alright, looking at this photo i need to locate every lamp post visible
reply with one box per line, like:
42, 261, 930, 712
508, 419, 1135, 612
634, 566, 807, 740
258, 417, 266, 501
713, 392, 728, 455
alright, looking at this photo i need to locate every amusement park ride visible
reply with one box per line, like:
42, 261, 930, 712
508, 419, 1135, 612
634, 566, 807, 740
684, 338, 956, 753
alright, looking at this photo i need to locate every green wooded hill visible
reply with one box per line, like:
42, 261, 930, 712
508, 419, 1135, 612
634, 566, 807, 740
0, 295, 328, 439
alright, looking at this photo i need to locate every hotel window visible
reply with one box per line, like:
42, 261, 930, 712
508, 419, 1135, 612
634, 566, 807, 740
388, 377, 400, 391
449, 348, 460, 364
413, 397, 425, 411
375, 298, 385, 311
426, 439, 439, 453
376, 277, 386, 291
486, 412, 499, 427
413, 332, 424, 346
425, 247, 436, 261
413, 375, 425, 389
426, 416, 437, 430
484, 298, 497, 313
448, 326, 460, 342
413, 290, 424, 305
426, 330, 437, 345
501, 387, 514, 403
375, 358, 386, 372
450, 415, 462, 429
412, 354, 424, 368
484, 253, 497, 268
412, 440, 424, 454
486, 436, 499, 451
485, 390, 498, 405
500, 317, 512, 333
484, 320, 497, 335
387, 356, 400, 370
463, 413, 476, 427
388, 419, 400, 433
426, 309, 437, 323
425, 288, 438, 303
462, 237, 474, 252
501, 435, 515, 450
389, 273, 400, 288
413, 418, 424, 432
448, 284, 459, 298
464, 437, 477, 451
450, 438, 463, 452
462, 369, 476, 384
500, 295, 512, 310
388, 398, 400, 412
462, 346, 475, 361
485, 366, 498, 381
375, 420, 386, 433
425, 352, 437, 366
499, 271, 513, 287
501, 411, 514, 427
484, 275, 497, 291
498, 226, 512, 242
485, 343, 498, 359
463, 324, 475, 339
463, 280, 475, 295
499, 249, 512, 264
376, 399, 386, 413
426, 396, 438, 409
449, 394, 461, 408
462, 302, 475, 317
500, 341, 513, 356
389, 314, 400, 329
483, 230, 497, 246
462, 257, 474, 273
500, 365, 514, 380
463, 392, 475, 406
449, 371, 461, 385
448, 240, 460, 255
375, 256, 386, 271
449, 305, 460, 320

::::::

What you are asked to do: The number of lines in the data that contain the word "alright" is all that should be stated.

Answer: 4